# Document

▬▬▬

Puis sont arrivées les primaires de gauche. Anticipant une défaite humiliante, François Hollande s’est retiré de la course avant la primaire. Son premier ministre, Manuel Valls, s’est alors immédiatement porté candidat et on s’attendait à ce qu’il gagne, ou du moins qu’il soit présent au second tour. Valls est apparu comme le candidat du système, soutenu par l’aile droite de la gauche française et tacitement par Hollande.
Deux anciens ministres de François Hollande se sont présentés comme des candidats de gauche contre Valls. Arnaud Montebourg, qui avait démissionné, parce qu’en désaccord avec les politiques d’austérité de Hollande. Benoît Hamon, qui avait été congédié par Hollande parce qu’il s’opposait à ces mêmes politiques au sein du gouvernement. Tous deux considéraient que Hollande et Valls avaient trahi la gauche. Les sondages donnaient Montebourg en deuxième position derrière Valls et n’excluaient pas qu’il puisse gagner au second tour.

▬▬▬

# Données fournies
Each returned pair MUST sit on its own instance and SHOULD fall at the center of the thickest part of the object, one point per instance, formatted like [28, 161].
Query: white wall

▬▬▬

# À faire
(1) Recopiez le passage du document sur la primaire de gauche, depuis « Deux anciens ministres » jusqu'à « gagner au second tour. » inclus.
(2) D'après le document sur la primaire de gauche, pour quelle raison François Hollande s'est-il retiré de la course ?

# Solutions par tâche
(1)
Deux anciens ministres de François Hollande se sont présentés comme des candidats de gauche contre Valls. Arnaud Montebourg, qui avait démissionné, parce qu’en désaccord avec les politiques d’austérité de Hollande. Benoît Hamon, qui avait été congédié par Hollande parce qu’il s’opposait à ces mêmes politiques au sein du gouvernement. Tous deux considéraient que Hollande et Valls avaient trahi la gauche. Les sondages donnaient Montebourg en deuxième position derrière Valls et n’excluaient pas qu’il puisse gagner au second tour.

(2) Il anticipait une défaite humiliante.